- Opening Delimiter -
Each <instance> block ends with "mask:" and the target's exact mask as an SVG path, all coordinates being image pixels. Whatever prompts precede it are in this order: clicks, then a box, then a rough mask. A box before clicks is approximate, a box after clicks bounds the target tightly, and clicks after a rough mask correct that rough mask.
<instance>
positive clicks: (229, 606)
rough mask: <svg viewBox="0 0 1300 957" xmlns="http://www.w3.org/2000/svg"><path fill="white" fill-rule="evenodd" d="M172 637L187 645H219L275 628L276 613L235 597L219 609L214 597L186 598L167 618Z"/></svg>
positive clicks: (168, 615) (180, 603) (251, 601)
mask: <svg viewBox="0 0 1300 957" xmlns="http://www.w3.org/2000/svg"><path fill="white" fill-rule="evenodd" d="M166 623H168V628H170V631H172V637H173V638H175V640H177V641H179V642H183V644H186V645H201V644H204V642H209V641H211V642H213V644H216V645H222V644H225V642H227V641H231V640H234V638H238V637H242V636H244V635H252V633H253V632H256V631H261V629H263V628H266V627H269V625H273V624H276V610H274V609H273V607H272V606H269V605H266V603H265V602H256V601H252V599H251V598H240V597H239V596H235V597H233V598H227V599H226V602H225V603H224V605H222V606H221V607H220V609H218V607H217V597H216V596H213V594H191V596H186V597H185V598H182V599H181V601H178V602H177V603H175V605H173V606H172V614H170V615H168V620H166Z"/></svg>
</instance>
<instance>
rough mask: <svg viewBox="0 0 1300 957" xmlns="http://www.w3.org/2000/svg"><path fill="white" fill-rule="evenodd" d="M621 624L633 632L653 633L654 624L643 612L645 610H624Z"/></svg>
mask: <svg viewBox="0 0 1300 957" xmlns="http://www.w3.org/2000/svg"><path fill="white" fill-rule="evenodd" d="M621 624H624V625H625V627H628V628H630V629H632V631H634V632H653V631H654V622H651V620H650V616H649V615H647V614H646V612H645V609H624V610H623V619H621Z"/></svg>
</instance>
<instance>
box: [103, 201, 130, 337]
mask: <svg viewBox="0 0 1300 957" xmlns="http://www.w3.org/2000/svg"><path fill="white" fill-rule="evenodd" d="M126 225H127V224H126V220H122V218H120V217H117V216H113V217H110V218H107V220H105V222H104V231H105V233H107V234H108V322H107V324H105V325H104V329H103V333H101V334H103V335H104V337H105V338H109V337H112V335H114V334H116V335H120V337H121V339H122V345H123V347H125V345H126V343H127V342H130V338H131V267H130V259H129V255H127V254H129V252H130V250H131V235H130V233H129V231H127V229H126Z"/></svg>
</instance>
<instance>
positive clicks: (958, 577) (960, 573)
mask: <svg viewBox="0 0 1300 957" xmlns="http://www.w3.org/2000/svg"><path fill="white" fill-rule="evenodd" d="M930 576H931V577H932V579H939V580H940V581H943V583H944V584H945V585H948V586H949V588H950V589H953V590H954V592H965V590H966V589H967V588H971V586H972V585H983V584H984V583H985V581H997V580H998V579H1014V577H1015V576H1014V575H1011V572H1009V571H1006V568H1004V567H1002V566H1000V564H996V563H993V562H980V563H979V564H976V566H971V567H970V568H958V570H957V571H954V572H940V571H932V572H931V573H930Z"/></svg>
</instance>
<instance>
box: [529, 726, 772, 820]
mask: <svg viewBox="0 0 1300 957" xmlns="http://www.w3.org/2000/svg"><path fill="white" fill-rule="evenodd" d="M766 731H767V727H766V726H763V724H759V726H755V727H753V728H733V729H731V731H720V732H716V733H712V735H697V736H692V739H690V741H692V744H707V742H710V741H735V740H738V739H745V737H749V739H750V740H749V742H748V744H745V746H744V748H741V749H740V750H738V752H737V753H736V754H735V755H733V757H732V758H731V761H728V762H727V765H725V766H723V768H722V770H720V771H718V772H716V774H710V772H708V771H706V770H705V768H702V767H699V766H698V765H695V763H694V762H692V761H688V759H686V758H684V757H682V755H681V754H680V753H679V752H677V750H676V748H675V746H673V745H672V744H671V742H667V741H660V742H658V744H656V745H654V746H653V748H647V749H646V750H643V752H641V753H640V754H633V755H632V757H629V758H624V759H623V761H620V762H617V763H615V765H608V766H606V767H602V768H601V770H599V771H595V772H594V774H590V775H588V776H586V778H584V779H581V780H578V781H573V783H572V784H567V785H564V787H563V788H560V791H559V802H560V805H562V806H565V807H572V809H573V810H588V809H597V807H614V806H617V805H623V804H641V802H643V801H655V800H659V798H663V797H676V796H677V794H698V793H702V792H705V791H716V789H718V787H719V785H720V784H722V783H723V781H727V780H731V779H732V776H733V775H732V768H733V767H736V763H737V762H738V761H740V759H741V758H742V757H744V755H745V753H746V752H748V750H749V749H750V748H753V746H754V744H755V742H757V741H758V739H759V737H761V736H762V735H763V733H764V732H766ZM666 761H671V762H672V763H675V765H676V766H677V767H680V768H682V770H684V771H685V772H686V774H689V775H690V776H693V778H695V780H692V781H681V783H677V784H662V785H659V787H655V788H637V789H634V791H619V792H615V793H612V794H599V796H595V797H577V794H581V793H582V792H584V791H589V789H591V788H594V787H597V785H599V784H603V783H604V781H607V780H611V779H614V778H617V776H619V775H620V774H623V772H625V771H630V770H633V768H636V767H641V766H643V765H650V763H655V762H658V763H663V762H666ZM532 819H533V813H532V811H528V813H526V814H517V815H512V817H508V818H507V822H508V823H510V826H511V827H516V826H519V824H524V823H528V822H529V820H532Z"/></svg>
- Closing Delimiter -
=== Your goal ===
Please retype the material above, from its first line through the line containing "positive clicks: (229, 606)", without changing a character.

=== Answer to the problem ===
Each <instance> block ends with "mask:" and the target's exact mask as an SVG path, all coordinates being image pixels. Whatever prompts precede it are in this order: clicks, then a box, then a rough mask. A box before clicks is approximate, a box after clicks bounds the target tightly, and clicks after a rough mask correct that rough mask.
<instance>
positive clicks: (229, 606)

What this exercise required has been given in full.